• _Task_
Which lines in the data below contain the string "bowl", with case counting? Find each such line and copy it out in full.

-- Start Given data --

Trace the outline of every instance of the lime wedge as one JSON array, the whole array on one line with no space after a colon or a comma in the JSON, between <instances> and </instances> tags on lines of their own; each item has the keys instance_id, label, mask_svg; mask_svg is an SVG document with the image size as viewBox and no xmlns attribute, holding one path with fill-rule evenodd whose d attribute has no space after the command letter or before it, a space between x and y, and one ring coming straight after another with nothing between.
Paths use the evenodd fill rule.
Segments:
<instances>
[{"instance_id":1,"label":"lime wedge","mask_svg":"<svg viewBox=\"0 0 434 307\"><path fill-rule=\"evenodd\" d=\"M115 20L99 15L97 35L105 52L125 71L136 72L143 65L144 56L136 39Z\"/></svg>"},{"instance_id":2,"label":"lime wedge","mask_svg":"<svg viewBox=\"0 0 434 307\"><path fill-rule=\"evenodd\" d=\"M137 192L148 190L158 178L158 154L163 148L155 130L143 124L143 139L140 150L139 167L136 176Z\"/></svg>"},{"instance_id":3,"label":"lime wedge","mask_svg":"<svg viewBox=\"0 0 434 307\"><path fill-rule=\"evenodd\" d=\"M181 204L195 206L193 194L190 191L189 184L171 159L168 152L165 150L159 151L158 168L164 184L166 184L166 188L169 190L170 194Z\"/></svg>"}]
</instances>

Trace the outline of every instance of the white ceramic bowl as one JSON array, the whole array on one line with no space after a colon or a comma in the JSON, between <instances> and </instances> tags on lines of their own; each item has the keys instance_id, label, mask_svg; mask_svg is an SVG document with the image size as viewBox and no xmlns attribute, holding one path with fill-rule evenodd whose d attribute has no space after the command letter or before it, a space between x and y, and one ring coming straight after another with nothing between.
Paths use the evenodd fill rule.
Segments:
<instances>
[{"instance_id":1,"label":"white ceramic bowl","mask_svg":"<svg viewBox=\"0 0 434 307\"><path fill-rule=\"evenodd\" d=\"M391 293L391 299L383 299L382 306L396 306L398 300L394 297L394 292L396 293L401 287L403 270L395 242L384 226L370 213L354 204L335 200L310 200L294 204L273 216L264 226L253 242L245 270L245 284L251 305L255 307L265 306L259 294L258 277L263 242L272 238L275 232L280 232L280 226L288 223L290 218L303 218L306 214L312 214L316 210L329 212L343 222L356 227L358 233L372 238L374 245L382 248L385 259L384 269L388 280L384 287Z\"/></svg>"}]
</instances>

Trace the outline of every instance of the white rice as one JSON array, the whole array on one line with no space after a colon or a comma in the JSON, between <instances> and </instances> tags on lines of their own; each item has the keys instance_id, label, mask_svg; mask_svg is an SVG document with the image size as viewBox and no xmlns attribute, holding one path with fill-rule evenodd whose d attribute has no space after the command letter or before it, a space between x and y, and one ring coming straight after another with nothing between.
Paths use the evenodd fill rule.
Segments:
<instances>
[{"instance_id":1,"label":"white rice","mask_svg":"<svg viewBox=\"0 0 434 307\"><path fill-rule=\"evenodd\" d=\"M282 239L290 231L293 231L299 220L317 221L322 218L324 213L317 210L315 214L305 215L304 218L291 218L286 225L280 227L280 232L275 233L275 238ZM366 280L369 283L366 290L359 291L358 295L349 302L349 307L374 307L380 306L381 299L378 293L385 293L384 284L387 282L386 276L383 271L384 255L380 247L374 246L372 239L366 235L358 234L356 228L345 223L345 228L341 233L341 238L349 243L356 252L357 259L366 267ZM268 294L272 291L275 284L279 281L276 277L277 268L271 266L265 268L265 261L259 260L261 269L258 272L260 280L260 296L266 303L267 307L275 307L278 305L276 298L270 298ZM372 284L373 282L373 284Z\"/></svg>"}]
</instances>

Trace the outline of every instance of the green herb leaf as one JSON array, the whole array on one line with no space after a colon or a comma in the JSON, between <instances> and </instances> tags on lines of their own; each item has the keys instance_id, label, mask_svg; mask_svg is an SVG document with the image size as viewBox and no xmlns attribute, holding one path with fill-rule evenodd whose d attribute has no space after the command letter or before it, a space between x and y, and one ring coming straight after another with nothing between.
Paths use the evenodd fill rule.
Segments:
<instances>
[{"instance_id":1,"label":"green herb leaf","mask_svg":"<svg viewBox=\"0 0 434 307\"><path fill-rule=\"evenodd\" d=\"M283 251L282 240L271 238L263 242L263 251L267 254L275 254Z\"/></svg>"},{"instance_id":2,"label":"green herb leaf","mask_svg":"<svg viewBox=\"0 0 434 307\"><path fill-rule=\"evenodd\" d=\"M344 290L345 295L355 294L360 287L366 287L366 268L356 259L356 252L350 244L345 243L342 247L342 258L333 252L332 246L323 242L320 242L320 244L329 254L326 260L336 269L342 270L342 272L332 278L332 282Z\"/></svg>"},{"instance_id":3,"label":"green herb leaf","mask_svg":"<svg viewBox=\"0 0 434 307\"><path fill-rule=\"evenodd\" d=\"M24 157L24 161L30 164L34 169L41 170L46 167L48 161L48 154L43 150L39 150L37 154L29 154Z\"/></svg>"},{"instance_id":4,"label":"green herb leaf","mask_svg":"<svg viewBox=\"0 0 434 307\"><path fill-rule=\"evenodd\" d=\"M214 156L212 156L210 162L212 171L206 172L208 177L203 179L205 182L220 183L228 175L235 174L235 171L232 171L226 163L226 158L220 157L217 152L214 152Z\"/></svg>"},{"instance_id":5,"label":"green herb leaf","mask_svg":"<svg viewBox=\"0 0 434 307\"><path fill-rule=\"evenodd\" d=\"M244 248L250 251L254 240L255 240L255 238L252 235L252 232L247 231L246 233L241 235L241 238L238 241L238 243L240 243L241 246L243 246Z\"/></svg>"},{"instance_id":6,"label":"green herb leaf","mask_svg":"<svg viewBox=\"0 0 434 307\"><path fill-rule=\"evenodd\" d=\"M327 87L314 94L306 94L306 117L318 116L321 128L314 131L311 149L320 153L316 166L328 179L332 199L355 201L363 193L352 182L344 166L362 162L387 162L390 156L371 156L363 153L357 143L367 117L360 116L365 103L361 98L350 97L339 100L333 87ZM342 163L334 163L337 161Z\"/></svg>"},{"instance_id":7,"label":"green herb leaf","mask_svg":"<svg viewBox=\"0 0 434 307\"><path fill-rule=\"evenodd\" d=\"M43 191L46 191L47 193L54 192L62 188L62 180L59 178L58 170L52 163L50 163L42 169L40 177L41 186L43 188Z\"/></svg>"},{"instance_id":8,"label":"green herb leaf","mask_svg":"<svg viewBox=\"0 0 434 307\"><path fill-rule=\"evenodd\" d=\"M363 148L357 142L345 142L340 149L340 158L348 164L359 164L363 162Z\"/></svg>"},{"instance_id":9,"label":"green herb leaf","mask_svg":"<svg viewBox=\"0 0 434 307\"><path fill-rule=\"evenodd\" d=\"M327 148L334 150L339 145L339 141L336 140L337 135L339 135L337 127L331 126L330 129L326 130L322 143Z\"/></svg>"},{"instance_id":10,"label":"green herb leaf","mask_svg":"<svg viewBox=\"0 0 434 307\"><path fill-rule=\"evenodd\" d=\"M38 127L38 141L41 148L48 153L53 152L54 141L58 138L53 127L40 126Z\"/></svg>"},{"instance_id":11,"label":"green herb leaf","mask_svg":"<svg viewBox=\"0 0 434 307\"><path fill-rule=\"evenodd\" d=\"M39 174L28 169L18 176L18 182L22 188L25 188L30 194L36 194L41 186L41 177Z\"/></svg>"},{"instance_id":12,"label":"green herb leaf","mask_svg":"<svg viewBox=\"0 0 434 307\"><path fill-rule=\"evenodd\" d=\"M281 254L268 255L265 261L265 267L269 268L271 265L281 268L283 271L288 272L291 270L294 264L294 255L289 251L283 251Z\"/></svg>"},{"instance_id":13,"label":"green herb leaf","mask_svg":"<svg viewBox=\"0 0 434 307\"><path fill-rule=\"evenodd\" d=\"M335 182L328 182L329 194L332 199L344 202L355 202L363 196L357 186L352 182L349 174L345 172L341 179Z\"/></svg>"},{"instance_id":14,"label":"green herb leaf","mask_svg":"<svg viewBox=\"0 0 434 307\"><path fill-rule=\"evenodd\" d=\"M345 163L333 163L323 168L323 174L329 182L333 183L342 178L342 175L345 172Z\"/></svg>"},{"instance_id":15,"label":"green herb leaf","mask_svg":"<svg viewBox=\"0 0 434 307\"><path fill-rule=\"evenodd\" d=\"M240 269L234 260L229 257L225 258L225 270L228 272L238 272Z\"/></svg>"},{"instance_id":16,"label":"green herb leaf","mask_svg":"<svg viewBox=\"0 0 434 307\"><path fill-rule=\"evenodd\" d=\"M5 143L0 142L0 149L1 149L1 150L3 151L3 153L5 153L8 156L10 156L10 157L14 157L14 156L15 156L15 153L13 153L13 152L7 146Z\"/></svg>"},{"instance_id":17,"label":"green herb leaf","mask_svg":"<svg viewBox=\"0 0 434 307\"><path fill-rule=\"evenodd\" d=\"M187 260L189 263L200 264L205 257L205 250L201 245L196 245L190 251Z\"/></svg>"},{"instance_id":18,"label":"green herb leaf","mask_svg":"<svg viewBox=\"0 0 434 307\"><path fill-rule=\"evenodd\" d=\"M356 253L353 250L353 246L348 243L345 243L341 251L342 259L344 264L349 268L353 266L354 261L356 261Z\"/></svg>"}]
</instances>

-- End Given data --

• _Solution below_
Trace the outline of every instance of the white ceramic bowl as one JSON array, the whole array on one line with no space after a colon or a comma in the JSON, between <instances> and </instances> tags on lines of their own; each item has the keys instance_id, label, mask_svg; mask_svg is an SVG document with the image size as viewBox and no xmlns attribute, holding one path with fill-rule evenodd whose d attribute has no space after the command letter or before it, a space between x and y, and one ring coming straight after another with nothing between.
[{"instance_id":1,"label":"white ceramic bowl","mask_svg":"<svg viewBox=\"0 0 434 307\"><path fill-rule=\"evenodd\" d=\"M391 293L391 299L383 299L382 306L396 306L398 300L394 297L394 292L396 293L401 287L403 270L395 242L384 226L370 213L354 204L335 200L310 200L294 204L273 216L264 226L253 242L245 270L245 284L251 305L255 307L265 306L259 294L258 277L263 242L272 238L275 232L280 232L280 226L288 223L290 218L303 218L306 214L312 214L316 210L329 212L343 222L356 227L358 233L372 238L374 245L382 248L385 259L384 269L388 280L384 287Z\"/></svg>"}]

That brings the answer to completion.